= Beginning of Section =
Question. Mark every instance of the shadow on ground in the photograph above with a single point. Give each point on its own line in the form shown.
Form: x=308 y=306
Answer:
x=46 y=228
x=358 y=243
= End of Section =
EXERCISE | The full listing above should be reproduced exactly.

ANSWER TO THE PROBLEM |
Question. Mark every instance of the shadow on ground in the photograph above with a single point. Give each point on its own line in the form shown.
Form: x=308 y=306
Answer:
x=46 y=228
x=358 y=243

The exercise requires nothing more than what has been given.